►

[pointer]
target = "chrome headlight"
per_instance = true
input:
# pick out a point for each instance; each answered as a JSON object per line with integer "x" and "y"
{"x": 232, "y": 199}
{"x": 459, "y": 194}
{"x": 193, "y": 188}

◄

Exercise directions
Put the lines above into a Markdown table with the columns Row and Line, numbering each row and leaving out any blank lines.

Worked solution
| Row | Line |
|---|---|
| 1 | [pointer] |
| 2 | target = "chrome headlight" |
| 3 | per_instance = true |
| 4 | input: |
| 5 | # pick out a point for each instance; each answered as a JSON object per line with integer "x" and "y" |
| 6 | {"x": 232, "y": 199} |
| 7 | {"x": 459, "y": 194} |
| 8 | {"x": 193, "y": 188} |